PASSAGE GIVEN
[Begin]

2011-03-11 Thread Stefan Behnel

Dag Sverre Seljebotn, 11.03.2011 08:56:

Basically, I'm +1 to anything that can make me
pretend the GIL doesn't exist, even if it comes with a 2x performance hit:
Because that will make me write parallell code (which I can't be bothered
to do in Cython currently), and I have 4 cores on the laptop I use for
debugging, so I'd still get a 2x speedup.

Perhaps the long-term solution is something like an "autogil" mode could
work where Cython automatically releases the GIL on blocks where it can
(such as a typed for-loop), and acquires it back when needed (an
exception-raising if-block within said for-loop).


I assume you mean this to become a decorator or other option written into 
the code.

[End]

EXCERPTED DATA

[Begin]

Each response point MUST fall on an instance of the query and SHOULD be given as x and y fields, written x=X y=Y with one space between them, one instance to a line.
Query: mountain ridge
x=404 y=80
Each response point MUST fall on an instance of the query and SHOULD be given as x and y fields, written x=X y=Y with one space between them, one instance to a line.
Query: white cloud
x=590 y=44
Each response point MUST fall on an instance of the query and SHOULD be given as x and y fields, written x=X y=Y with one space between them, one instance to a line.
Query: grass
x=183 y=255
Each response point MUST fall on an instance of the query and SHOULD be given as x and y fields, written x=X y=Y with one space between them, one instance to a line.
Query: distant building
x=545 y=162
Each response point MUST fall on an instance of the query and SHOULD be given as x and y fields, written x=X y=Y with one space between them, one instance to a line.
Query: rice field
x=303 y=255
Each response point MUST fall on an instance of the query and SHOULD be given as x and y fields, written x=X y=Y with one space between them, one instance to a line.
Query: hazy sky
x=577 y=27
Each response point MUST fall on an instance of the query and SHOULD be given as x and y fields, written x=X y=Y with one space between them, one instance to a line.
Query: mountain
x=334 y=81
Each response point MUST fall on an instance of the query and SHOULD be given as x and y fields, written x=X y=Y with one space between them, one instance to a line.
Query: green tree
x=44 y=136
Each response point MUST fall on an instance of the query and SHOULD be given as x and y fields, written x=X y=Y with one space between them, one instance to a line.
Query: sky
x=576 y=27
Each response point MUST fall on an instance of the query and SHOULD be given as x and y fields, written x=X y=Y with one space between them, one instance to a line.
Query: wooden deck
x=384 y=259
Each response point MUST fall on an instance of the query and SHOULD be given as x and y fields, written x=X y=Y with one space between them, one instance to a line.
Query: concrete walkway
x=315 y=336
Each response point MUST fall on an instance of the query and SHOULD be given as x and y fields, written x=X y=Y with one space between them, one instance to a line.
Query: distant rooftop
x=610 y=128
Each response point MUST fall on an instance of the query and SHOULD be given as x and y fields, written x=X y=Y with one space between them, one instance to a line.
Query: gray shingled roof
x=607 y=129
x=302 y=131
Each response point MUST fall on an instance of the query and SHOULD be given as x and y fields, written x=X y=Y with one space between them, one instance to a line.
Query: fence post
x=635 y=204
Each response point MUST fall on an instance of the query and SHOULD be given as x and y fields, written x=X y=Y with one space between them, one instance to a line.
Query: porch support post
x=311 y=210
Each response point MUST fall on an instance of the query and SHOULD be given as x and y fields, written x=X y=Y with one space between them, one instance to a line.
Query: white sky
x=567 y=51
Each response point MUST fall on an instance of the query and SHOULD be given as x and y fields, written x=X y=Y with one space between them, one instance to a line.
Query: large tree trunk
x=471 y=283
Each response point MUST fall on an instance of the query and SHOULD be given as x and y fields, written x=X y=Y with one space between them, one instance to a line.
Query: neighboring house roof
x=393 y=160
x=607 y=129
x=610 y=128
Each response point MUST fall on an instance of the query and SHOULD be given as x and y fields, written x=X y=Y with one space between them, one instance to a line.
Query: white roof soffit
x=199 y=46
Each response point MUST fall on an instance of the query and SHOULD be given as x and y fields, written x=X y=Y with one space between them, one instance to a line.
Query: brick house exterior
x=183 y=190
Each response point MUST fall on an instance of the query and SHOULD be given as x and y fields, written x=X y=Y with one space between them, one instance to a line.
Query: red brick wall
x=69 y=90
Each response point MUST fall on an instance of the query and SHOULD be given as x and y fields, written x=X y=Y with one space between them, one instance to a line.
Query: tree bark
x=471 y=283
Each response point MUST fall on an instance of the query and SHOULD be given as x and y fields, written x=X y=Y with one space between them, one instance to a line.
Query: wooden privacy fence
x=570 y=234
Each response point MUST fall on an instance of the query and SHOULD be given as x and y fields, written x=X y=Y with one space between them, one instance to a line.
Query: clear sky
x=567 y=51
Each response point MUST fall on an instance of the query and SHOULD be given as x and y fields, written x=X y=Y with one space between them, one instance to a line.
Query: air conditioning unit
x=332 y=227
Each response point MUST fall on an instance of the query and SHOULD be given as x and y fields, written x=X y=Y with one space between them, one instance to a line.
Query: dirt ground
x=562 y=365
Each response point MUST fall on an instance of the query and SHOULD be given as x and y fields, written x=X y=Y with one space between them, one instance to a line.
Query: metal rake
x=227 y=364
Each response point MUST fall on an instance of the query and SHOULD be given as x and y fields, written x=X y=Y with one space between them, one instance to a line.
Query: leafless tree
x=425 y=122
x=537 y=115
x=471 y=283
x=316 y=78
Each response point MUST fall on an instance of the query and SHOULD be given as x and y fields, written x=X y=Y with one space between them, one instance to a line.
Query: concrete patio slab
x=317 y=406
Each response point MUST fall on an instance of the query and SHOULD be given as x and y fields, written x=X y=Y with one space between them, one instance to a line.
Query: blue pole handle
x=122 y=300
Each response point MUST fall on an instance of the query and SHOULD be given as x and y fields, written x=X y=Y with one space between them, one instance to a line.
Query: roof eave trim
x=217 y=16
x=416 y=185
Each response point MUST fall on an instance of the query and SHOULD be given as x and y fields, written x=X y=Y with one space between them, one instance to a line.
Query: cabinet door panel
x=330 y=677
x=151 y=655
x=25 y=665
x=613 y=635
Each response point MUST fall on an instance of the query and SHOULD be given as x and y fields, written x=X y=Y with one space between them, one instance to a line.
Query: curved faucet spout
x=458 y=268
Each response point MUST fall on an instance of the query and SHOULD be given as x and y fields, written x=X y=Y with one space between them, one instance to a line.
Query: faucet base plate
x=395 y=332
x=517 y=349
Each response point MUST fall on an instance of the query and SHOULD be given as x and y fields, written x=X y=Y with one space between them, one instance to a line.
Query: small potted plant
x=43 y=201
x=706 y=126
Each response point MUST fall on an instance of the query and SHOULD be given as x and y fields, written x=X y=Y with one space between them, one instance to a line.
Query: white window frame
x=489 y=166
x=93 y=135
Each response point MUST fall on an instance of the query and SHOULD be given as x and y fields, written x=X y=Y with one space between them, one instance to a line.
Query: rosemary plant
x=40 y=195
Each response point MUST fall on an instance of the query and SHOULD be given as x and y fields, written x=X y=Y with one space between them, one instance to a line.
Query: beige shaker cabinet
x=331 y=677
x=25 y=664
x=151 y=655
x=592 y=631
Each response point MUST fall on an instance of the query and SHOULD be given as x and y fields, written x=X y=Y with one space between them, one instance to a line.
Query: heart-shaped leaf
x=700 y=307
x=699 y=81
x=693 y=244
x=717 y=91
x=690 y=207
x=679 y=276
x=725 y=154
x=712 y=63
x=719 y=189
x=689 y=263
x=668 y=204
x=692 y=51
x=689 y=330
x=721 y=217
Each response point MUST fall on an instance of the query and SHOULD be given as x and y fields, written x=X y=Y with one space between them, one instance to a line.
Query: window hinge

[End]

PROBLEMS
A: Copy a stretch of the Cython GIL thread verbatim: begin at the words that contain "Basically, I'm +1" and stop after "within said for-loop).".
B: In the Cython GIL thread, list every performance or hardware figure the writer gives for their own situation.
C: Write the next part of the Cython GIL thread, picking up after its final sentence.
The records were drawn from a separate source.

THE REPLIES
A:
Basically, I'm +1 to anything that can make me
pretend the GIL doesn't exist, even if it comes with a 2x performance hit:
Because that will make me write parallell code (which I can't be bothered
to do in Cython currently), and I have 4 cores on the laptop I use for
debugging, so I'd still get a 2x speedup.

Perhaps the long-term solution is something like an "autogil" mode could
work where Cython automatically releases the GIL on blocks where it can
(such as a typed for-loop), and acquires it back when needed (an
exception-raising if-block within said for-loop).

B:
- 2x performance hit
- 4 cores on the laptop
- 2x speedup

C:
And when doing
multi-threading, GIL-requiring calls are dispatched to a master GIL-holding
thread (which would not be a worker thread, i.e. on 4 cores you'd have 4
workers + 1 GIL-holding support thread). So the advice for speeding up code
is simply "make sure your code is all typed", just like before, but people
can follow that advice without even having to learn about the GIL.


The GIL does not only protect the interpreter core. It also protects C 
level data structures in user code and keeps threaded code from running 
amok. Releasing and acquiring it doesn't come for free either, so besides 
likely breaking code that was not specifically written to be reentrant, 
releasing it automatically may also introduce a performance penalty for 
many users.


I'm very happy the GIL exists, and I'm against anything that tries to 
disable it automatically. Threading is an extremely dangerous programming 
model. The GIL has its gotchas, too, but it still simplifies it quite a 
bit. Actually, threading is so complex and easy to get wrong, that any 
threaded code should always be written specifically to support threading. 
Explicitly acquiring and releasing the GIL is really just a minor issue on 
that path.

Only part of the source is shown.